Uno, quizá, tiende a interpretar las cosas siempre por la tremenda, pero es que así de grande era la sonrisa que Rajoy puso al ver la cara de pasmo del finlandés. ¿Pero qué me cuenta este hombre?, debió de pensar Jirti, o Jyrti, o como se llamase el ministro aquel. Y Mariano, inflándose, ufano, pletórico mientras advertía la perplejidad del finés, soltaba aquello de: Me va a costar una huelga. Luego, a otro que pasaba por allí, le espetó: siempre es duro, pero ahora viene lo más duro. Mariano estaba en vena, crecido, orgulloso, feliz entre sus nuevos compañeros presidentes y presumiendo de las reformas que iba a hacer en su negociado, como ese vecino nuevo que se acaba de mudar y te cuenta: fíjate, solo la reforma del baño me va a costar un riñón. ¡Pero bueno soy yo!
Aquella era la primera reunión de mandatarios en Bruselas a la que asistía Rajoy. Allí le dio la bienvenida el mismísimo Von Rompuy con un cálido: bienfenido, y allí, Mariano, el último en el escalafoncillo de primeros ministros europeos pero con más mili que Cascorro se dijo ¡Ésta es la mía! ¡En tres patadas me los camelo! y le dio por presumir de lo que le iban a costar las reformas.
    - Un riñón, ya te digo.
    - ¿Cuánto dice, otro millón de parados?
    - Bueno, quien algo quiere algo le cuesta.

-- -- --

**Su tarea:** Según el fragmento de texto, ¿qué frase soltó Rajoy mientras advertía la perplejidad del ministro finlandés? El listado no guarda relación alguna con lo que aquí se solicita.

**Listado suministrado:**
-- -- --

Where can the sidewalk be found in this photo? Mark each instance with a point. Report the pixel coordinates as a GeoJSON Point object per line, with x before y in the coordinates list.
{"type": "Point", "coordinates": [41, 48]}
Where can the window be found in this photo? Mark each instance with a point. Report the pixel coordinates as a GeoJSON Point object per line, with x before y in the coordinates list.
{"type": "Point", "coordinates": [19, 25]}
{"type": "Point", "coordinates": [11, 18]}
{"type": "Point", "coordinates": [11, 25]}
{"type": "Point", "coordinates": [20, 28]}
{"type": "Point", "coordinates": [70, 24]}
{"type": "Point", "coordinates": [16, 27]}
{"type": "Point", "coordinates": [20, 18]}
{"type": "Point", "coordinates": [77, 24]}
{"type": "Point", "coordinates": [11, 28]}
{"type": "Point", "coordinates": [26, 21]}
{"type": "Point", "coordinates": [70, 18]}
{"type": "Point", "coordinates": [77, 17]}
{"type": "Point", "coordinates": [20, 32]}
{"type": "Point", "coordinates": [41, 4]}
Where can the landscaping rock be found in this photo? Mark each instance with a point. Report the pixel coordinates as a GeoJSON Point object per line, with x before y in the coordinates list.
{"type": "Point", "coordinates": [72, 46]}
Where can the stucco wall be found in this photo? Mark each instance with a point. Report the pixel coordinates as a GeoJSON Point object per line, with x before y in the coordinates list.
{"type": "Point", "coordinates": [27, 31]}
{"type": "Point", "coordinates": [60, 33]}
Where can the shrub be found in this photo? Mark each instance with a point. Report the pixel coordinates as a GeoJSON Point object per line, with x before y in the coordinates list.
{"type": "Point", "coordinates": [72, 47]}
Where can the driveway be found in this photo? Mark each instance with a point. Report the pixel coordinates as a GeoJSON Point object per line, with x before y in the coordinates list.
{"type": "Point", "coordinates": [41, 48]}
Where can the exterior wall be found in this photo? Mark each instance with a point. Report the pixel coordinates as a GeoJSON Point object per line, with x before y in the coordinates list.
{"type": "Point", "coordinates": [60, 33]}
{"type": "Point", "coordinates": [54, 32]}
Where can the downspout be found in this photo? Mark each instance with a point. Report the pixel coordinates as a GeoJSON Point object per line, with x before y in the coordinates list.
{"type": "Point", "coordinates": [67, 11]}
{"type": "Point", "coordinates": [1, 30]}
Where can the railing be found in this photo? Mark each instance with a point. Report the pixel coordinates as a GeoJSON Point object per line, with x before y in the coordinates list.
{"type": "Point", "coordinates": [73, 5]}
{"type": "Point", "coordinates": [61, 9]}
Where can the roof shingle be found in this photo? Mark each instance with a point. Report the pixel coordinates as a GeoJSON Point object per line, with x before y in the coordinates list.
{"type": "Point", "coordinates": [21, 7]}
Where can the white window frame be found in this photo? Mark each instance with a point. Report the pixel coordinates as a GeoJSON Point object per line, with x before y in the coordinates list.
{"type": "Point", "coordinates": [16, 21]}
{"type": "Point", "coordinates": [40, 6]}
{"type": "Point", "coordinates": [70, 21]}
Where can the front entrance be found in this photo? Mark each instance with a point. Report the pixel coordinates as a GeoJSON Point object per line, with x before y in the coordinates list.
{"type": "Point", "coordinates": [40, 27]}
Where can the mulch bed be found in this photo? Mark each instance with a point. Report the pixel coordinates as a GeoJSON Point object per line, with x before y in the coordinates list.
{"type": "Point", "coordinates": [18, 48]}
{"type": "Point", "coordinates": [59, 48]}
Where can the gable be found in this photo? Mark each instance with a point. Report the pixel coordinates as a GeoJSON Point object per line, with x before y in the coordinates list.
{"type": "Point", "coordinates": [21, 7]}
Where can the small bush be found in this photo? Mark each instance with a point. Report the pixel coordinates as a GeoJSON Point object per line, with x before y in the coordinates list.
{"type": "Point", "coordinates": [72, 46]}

-- -- --

**Tarea resuelta:** «Me va a costar una huelga».